### Goal of the exercise
All entries are to be given again verbatim.

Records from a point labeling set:
○ ○ ○ ○
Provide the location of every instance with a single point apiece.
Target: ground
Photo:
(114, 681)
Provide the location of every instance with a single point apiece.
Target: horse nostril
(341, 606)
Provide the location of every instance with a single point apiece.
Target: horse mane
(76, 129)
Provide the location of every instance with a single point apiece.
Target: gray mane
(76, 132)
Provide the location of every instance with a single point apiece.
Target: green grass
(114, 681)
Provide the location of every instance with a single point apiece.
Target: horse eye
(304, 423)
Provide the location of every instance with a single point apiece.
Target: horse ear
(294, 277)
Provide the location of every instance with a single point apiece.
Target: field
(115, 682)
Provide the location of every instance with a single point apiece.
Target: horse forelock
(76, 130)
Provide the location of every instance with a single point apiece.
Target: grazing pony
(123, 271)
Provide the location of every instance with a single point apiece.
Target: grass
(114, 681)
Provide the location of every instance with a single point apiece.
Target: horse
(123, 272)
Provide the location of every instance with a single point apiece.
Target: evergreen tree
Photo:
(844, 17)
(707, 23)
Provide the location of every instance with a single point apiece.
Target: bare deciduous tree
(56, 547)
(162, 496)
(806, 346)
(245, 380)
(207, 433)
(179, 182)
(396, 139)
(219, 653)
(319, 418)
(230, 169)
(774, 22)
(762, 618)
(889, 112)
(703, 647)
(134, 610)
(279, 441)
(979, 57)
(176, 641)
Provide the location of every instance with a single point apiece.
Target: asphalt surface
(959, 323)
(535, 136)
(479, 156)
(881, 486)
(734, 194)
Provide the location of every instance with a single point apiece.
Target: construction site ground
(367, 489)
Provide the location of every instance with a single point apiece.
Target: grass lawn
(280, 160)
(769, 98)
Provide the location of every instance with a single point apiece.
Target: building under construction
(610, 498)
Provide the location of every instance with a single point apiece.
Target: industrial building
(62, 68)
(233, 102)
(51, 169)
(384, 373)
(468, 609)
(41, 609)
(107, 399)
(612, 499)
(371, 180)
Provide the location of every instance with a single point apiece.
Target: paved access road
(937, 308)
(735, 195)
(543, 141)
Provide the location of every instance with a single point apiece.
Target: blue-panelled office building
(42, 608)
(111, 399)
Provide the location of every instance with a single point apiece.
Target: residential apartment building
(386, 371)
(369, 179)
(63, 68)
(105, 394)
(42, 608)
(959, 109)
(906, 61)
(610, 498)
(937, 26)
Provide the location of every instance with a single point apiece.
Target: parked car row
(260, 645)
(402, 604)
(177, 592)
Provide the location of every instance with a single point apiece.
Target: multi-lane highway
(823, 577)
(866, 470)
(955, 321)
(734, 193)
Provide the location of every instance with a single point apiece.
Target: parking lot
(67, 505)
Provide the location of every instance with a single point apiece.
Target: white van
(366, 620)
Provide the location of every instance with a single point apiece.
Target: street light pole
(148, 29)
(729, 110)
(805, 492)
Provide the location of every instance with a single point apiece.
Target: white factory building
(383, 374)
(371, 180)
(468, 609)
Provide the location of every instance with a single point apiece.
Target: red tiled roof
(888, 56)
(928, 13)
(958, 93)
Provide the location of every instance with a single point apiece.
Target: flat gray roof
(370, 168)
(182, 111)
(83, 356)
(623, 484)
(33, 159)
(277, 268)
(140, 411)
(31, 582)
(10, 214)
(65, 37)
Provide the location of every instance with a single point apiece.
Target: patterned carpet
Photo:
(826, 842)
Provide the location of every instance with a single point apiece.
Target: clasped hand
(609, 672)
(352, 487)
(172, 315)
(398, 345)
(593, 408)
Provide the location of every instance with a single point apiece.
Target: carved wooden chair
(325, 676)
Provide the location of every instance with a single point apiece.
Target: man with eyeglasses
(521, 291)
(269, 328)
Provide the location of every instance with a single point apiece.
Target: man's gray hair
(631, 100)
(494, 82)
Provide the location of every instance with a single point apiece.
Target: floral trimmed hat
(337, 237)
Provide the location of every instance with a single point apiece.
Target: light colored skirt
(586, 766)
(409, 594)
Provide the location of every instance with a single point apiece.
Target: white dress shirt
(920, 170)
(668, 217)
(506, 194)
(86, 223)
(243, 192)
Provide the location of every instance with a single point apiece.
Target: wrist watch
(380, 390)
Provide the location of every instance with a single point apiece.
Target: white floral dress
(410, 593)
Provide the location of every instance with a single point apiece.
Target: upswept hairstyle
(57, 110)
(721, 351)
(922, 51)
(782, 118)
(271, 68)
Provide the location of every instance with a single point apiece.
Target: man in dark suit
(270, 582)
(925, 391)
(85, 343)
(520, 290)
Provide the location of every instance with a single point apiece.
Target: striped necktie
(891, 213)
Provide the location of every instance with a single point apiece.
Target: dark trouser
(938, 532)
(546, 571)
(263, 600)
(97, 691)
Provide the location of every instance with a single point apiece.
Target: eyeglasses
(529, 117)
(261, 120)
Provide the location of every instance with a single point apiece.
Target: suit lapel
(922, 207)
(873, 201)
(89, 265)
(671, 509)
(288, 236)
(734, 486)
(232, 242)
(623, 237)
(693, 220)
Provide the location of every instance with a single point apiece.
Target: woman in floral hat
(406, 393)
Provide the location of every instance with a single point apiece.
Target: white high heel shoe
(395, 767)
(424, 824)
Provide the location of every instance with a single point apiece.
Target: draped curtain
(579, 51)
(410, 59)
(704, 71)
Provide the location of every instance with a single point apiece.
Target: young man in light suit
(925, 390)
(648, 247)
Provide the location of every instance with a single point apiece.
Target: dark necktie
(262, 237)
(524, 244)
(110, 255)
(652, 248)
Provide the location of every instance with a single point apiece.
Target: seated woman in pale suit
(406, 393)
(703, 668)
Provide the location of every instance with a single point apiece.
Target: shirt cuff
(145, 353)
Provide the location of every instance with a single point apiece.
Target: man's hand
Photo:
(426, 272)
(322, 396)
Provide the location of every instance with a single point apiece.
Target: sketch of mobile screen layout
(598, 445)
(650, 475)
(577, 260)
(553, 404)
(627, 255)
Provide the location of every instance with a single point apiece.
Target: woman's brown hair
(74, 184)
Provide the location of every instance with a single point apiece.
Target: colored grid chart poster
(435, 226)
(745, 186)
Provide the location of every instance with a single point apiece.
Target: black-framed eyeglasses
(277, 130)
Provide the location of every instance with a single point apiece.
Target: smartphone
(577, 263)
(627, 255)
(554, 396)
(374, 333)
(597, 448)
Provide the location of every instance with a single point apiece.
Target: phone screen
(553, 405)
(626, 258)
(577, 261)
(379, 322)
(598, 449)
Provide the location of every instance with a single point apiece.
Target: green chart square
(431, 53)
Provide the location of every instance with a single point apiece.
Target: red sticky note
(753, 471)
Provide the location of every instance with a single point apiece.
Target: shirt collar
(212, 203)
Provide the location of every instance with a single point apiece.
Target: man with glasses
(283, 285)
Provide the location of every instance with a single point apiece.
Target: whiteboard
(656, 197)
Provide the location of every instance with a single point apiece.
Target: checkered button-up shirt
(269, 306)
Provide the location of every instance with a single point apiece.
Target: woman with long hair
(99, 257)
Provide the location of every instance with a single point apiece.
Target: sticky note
○ ○ ○ ○
### Full output
Provide the location of every instance with a single point apiece.
Target: ground
Photo:
(114, 681)
Provide the location of every instance with a single point apiece.
Target: horse nostril
(341, 606)
Provide the location of every instance with a single point apiece.
Target: horse mane
(76, 129)
Provide the location of every instance with a single point apiece.
Target: gray mane
(76, 132)
Provide the location of every instance with a single point apiece.
Target: green grass
(114, 681)
Provide the location of every instance with a single point apiece.
Target: horse eye
(304, 423)
Provide the location of every instance with a single point apiece.
Target: horse ear
(294, 277)
Provide the location of every instance with a single point apiece.
Target: field
(115, 682)
Provide the location of every instance with a single point apiece.
Target: horse forelock
(76, 130)
Provide the location of every instance with a single point apiece.
Target: grazing pony
(123, 271)
Provide the location of every instance with a single point apiece.
Target: grass
(114, 681)
Provide the location of every instance with a single point apiece.
Target: horse
(123, 272)
Provide the location of every instance with a single point apiece.
Target: evergreen tree
Photo:
(844, 17)
(707, 23)
Provide the location of every instance with a single point apiece.
Target: bare deciduous tree
(56, 547)
(162, 496)
(806, 346)
(245, 380)
(207, 433)
(179, 182)
(396, 139)
(219, 653)
(319, 418)
(230, 169)
(774, 22)
(762, 618)
(889, 112)
(703, 647)
(134, 610)
(279, 441)
(979, 57)
(176, 641)
Provide the location of every instance with a single point apiece.
Target: asphalt surface
(959, 323)
(535, 136)
(479, 156)
(881, 486)
(734, 194)
Provide the location of every instance with a single point apiece.
Target: construction site ground
(367, 489)
Provide the location of every instance with a single point apiece.
Target: grass lawn
(280, 160)
(769, 98)
Provide the location of every instance with a single point apiece.
Target: building under construction
(610, 498)
Provide the location of every instance with a single point apiece.
Target: industrial building
(62, 68)
(233, 102)
(51, 169)
(384, 373)
(468, 609)
(41, 609)
(107, 399)
(612, 499)
(371, 180)
Provide the location of every instance with a single point apiece.
Target: paved access road
(937, 308)
(735, 195)
(543, 141)
Provide the location of every instance with a single point apiece.
Target: blue-panelled office building
(42, 608)
(111, 399)
Provide the location of every instance with a single point apiece.
Target: residential apartment building
(386, 371)
(369, 179)
(63, 68)
(105, 394)
(42, 608)
(959, 109)
(906, 61)
(610, 498)
(937, 26)
Provide the location of every instance with a single point apiece.
Target: parked car row
(260, 645)
(402, 604)
(177, 592)
Provide the location of every instance with a single point apiece.
Target: multi-lane highway
(823, 577)
(866, 470)
(955, 321)
(734, 193)
Provide the location of every instance with a single point apiece.
Target: parking lot
(67, 505)
Provide the location of every instance with a single point apiece.
Target: white van
(366, 620)
Provide the location of every instance with a single point apiece.
Target: street light pole
(148, 29)
(729, 110)
(805, 492)
Provide the location of every instance with a single point apiece.
Target: white factory building
(383, 374)
(371, 180)
(468, 609)
Provide the location of every instance with a single point apiece.
Target: red tiled roof
(888, 56)
(928, 13)
(958, 93)
Provide the location of every instance with a single point apiece.
Target: flat gray roof
(370, 168)
(182, 111)
(83, 356)
(623, 484)
(33, 159)
(277, 268)
(140, 411)
(31, 582)
(10, 214)
(65, 37)
Provide the location of every instance with a single point apiece.
Target: patterned carpet
Photo:
(826, 842)
Provide the location of every instance with a single point apiece.
Target: clasped hand
(609, 672)
(352, 487)
(172, 315)
(398, 345)
(593, 408)
Provide the location of every instance with a single point apiece.
Target: carved wooden chair
(325, 676)
Provide the location of every instance with a single point apiece.
Target: man with eyeglasses
(521, 291)
(269, 328)
Provide the location of every instance with a single point apiece.
Target: man's gray hair
(631, 100)
(494, 82)
Provide the location of every instance with a single point apiece.
Target: floral trimmed hat
(337, 237)
Provide the location of every instance with a single point apiece.
Target: light colored skirt
(586, 766)
(409, 594)
Provide the location of every instance with a single point apiece.
Target: white dress shirt
(920, 170)
(668, 217)
(506, 194)
(86, 223)
(243, 192)
Provide the location of every instance with a single point apiece.
Target: wrist watch
(380, 390)
Provide the location of every instance with a single point apiece.
Target: white floral dress
(410, 593)
Provide the location of every instance with a single point apiece.
Target: upswept hairstyle
(57, 110)
(721, 351)
(922, 51)
(782, 118)
(271, 68)
Provide the location of every instance with a single point apiece.
Target: man in dark suit
(270, 582)
(925, 391)
(85, 343)
(520, 290)
Provide the location of every instance with a single point apiece.
Target: striped necktie
(891, 213)
Provide the location of every instance with a single point apiece.
Target: dark trouser
(938, 532)
(546, 571)
(263, 600)
(97, 691)
Provide the location of every instance with a single point apiece.
Target: eyeglasses
(529, 117)
(261, 120)
Provide the location of every instance with a single point apiece.
Target: suit lapel
(922, 207)
(873, 201)
(89, 265)
(671, 509)
(288, 236)
(734, 486)
(232, 242)
(623, 237)
(693, 220)
Provide the location of every instance with a single point apiece.
Target: woman in floral hat
(406, 393)
Provide the location of every instance with a single point apiece.
Target: white high heel shoe
(395, 767)
(424, 824)
Provide the location of every instance with a single point apiece.
Target: draped curtain
(579, 51)
(410, 59)
(704, 71)
Provide the location of every instance with a single point apiece.
Target: young man in light suit
(925, 390)
(648, 247)
Provide the location of every instance with a single point apiece.
Target: dark necktie
(262, 237)
(524, 244)
(110, 255)
(652, 248)
Provide the location of every instance with a single point apiece.
Target: seated woman in pale suit
(406, 393)
(703, 668)
Provide the location of every instance with a single point apiece.
Target: shirt cuff
(145, 353)
Provide the location of every instance with a single point apiece.
Target: man's hand
Photo:
(426, 272)
(322, 396)
Provide the location of every instance with a single point apiece.
Target: sketch of mobile screen layout
(598, 445)
(650, 475)
(577, 260)
(553, 404)
(627, 255)
Provide the location of every instance with a single point apiece.
Target: woman's brown hair
(74, 184)
Provide the location of every instance with a single point apiece.
Target: colored grid chart poster
(435, 226)
(745, 186)
Provide the location of every instance with a single point apiece.
Target: black-framed eyeglasses
(277, 130)
Provide the location of every instance with a single point apiece.
Target: smartphone
(577, 263)
(627, 255)
(554, 396)
(374, 333)
(597, 448)
Provide the location of every instance with a single point apiece.
Target: phone screen
(553, 405)
(626, 258)
(577, 261)
(379, 322)
(598, 449)
Provide the location of every instance with a single point apiece.
Target: green chart square
(431, 53)
Provide the location of every instance with a single point apiece.
Target: red sticky note
(753, 471)
Provide the location of every instance with a single point apiece.
Target: shirt collar
(212, 203)
Provide the location of every instance with a single point apiece.
Target: man with glasses
(283, 285)
Provide the location of every instance with a single point apiece.
Target: whiteboard
(656, 197)
Provide the location of every instance with a single point apiece.
Target: checkered button-up shirt
(269, 306)
Provide the location of every instance with a single point apiece.
Target: woman with long hair
(99, 257)
Provide the location of every instance with a single point apiece.
Target: sticky note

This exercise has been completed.